> _TASK STATEMENT_
Please transcribe every record below exactly as written.

> _MATERIALS PROVIDED_

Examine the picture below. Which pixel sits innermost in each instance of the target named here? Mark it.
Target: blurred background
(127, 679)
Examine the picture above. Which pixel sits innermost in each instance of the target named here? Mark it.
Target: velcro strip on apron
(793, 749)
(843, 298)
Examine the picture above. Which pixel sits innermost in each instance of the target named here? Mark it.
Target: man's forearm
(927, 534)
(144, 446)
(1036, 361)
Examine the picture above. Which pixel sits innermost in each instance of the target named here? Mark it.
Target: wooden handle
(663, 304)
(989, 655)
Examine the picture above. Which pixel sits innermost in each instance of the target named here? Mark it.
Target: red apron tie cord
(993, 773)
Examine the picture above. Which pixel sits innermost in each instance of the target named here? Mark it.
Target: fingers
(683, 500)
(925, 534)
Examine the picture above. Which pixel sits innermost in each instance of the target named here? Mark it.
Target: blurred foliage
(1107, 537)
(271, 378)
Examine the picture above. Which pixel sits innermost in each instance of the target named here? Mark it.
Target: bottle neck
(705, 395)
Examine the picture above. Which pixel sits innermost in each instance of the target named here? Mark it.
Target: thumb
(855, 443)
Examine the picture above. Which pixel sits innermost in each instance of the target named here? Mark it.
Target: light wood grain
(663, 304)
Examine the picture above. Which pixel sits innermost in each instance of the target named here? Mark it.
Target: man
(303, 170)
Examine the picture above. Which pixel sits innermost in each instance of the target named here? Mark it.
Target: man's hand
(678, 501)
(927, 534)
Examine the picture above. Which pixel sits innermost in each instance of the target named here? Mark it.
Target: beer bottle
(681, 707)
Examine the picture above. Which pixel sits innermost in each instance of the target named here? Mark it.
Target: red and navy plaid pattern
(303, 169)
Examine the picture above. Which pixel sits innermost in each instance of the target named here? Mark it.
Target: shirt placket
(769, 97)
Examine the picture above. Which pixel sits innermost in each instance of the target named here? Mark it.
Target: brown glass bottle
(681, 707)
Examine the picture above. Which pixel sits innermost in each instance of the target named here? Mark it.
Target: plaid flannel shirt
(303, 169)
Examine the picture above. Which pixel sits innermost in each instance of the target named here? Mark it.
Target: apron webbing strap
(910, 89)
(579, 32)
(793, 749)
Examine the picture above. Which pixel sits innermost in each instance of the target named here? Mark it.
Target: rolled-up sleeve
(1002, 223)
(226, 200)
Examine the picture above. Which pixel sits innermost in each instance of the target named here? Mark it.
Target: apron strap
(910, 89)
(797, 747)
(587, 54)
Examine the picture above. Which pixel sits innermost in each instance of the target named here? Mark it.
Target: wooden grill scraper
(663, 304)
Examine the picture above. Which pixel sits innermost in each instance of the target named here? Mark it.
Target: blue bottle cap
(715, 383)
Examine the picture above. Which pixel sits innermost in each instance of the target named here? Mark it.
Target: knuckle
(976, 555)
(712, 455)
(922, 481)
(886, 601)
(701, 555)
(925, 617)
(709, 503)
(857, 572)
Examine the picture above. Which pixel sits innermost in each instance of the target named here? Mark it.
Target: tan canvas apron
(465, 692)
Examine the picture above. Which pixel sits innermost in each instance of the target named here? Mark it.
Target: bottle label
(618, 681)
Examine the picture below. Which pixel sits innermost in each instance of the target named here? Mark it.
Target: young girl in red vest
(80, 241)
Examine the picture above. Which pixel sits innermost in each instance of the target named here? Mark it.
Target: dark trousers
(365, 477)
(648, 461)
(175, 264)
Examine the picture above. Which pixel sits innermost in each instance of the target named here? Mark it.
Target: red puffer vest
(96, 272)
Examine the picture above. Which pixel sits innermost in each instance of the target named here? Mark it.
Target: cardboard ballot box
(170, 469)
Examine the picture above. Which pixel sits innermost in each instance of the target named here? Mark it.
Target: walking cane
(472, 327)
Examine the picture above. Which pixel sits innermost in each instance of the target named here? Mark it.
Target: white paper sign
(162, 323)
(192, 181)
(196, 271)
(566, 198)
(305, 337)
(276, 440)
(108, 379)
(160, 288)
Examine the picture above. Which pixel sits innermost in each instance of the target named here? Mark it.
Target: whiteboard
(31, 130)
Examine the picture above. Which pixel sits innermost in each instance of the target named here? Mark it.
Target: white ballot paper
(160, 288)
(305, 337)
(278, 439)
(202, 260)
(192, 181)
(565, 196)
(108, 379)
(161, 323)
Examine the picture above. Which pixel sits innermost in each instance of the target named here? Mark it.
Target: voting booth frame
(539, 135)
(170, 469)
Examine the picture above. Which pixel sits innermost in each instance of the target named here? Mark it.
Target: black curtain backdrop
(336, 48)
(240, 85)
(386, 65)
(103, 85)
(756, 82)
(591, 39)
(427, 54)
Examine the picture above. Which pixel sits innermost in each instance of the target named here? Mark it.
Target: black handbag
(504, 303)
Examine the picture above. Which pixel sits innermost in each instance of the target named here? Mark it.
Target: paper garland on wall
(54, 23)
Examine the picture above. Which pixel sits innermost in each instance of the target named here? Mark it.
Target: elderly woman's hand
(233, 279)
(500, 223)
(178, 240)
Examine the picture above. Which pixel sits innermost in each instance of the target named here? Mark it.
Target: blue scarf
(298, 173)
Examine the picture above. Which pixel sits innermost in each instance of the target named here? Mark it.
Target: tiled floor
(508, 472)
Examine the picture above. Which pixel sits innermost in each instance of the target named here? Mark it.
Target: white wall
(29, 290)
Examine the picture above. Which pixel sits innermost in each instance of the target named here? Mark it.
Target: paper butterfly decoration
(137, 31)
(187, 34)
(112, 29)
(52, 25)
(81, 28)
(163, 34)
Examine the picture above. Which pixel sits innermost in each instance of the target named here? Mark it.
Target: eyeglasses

> _WRITTEN SOLUTION_
Examine the picture below. Which pixel sits innermost in each instance of the target named here? Mark it.
Target: blurred background
(127, 679)
Examine the picture above. Which pixel sits innermost in each instance of the target named here? Mark it.
Target: velcro strip on apron
(793, 749)
(843, 298)
Examine the picture above. Which pixel sits innermost in each instance of the target named here? Mark it.
Target: man's forearm
(927, 534)
(144, 446)
(1036, 361)
Examine the picture above. Which pixel sits innermost in each instance of the target named here? Mark it.
Target: wooden handle
(663, 304)
(989, 655)
Examine the picture above. Which pixel sits innermost in each instance of the target named here? Mark it.
Target: red apron tie cord
(993, 773)
Examine the picture above. Which pixel sits innermost in each instance of the target named here? Mark it.
Target: fingers
(683, 500)
(925, 534)
Examine the picture above. Which pixel sits innermost in each instance of the target named here? Mark it.
Target: blurred foliage
(1107, 537)
(271, 378)
Examine the picture above. Which pixel sits innermost in each instance of the target named here? Mark it.
Target: bottle neck
(705, 395)
Examine the picture above. Which pixel sits innermost in each instance of the target named here? Mark it.
Target: thumb
(855, 443)
Examine the picture above. Which pixel sits innermost in each instance of the target named here? Mark it.
Target: light wood grain
(663, 304)
Examine the picture above. Which pixel sits innermost in each instance of the target named here? Mark it.
Target: man
(303, 170)
Examine the picture above. Which pixel sits innermost in each instance of the target named here? Mark it.
Target: man's hand
(678, 501)
(927, 534)
Examine the picture above. Which pixel sits innermost in each instance of the target named here? Mark it.
Target: beer bottle
(681, 707)
Examine the picture above. Which pixel sits innermost in each instance of the target named here? Mark it.
Target: red and navy plaid pattern
(303, 169)
Examine the picture above. Which pixel sits innermost in each instance of the target named here? Mark it.
Target: shirt placket
(769, 97)
Examine the picture above. Which pixel sits innermost in each instance of the target named here? Mark it.
Target: brown glass bottle
(681, 707)
Examine the picture above. Which pixel sits innermost in each instance of the target named here? Mark it.
Target: plaid flannel shirt
(303, 169)
Examine the picture above. Which pixel sits innermost in each instance of the target named here? Mark it.
Target: apron webbing strap
(910, 89)
(579, 32)
(793, 749)
Examine the picture above. Which pixel sits innermost in each instance of the target named here? Mark it.
Target: rolled-up sleeve
(1002, 223)
(226, 200)
Examine the picture above. Which pixel sits innermost in each instance of the target named here? Mark it.
Target: apron strap
(910, 89)
(797, 747)
(587, 54)
Examine the picture above. Which pixel sits innermost in each instance of the target named here? Mark it.
Target: wooden grill scraper
(663, 304)
Examine the picture above. Which pixel sits innermost in each instance of the target named here? Mark it.
Target: blue bottle cap
(715, 383)
Examine the picture above. Which pixel sits innermost in each instance of the target named here? Mark it.
Target: knuckle
(976, 555)
(712, 455)
(922, 481)
(886, 601)
(701, 555)
(925, 617)
(709, 503)
(857, 572)
Examine the picture above. Which pixel sits innermost in each instance of the target named here? Mark it.
Target: tan canvas apron
(465, 692)
Examine the picture above. Which pixel sits innermost in each instance of the target named here? Mark it.
Target: bottle label
(618, 681)
Examine the picture below. Which pixel sits innermost in each instance of the target named here? Mark it.
Target: young girl in red vest
(80, 241)
Examine the picture above. Which pixel sits innermost in each instance of the target named here? Mark it.
Target: dark trousers
(365, 477)
(648, 461)
(175, 264)
Examine the picture above. Which pixel sits innermost in each instance of the target named here? Mark it.
Target: red puffer vest
(96, 272)
Examine the picture above. Which pixel sits innermost in each instance of the target named here? Mark it.
Target: cardboard ballot box
(170, 469)
Examine the picture above. Which pixel sits innermost in each instance of the target named here? Mark it.
Target: walking cane
(472, 327)
Examine the picture above. Which pixel sits innermost in each instance of the target named here? Mark it.
Target: white paper sign
(162, 323)
(192, 181)
(196, 271)
(566, 198)
(305, 337)
(276, 440)
(108, 379)
(160, 288)
Examine the picture above. Which pixel sits innermost in each instance of the target named here? Mark it.
Target: whiteboard
(31, 130)
Examine the picture above. Which pixel sits innermost in each instance of the target named here? Mark it.
Target: white ballot paper
(160, 288)
(305, 337)
(278, 439)
(202, 260)
(192, 181)
(565, 196)
(108, 379)
(161, 323)
Examine the picture above. Which pixel sits innermost in each instance of the target named here? Mark it.
Target: voting booth frame
(539, 135)
(170, 469)
Examine the picture above. Which pixel sits innermost in each instance of the target named here? Mark it.
Target: black curtain backdrop
(336, 48)
(240, 85)
(386, 65)
(103, 85)
(756, 82)
(591, 39)
(427, 54)
Examine the picture above. Which pixel sits innermost in each instance of the target named here? Mark it.
Target: black handbag
(504, 303)
Examine the picture above. Which pixel sits innermost in each instance of the target named here? Mark it.
Target: paper garland on wall
(54, 23)
Examine the picture above. Which pixel sits innermost in each instance of the target named here? Mark it.
Target: elderly woman's hand
(233, 279)
(500, 223)
(178, 240)
Examine the picture above. Which pixel sits innermost in each instance of the target named here? Mark it.
Target: blue scarf
(298, 173)
Examine the picture above. Which pixel sits innermost in each instance of the target named here? Mark it.
Target: tiled floor
(508, 472)
Examine the picture above. Which pixel sits innermost in each instance of the target named here? Mark it.
Target: white wall
(29, 290)
Examine the picture above. Which pixel sits innermost in each instance of the target named here? Mark it.
Target: paper butterfly decoration
(137, 31)
(187, 34)
(112, 29)
(52, 25)
(81, 28)
(163, 34)
Examine the picture above. Which pixel sits innermost in each instance of the target named here? Mark it.
Target: eyeglasses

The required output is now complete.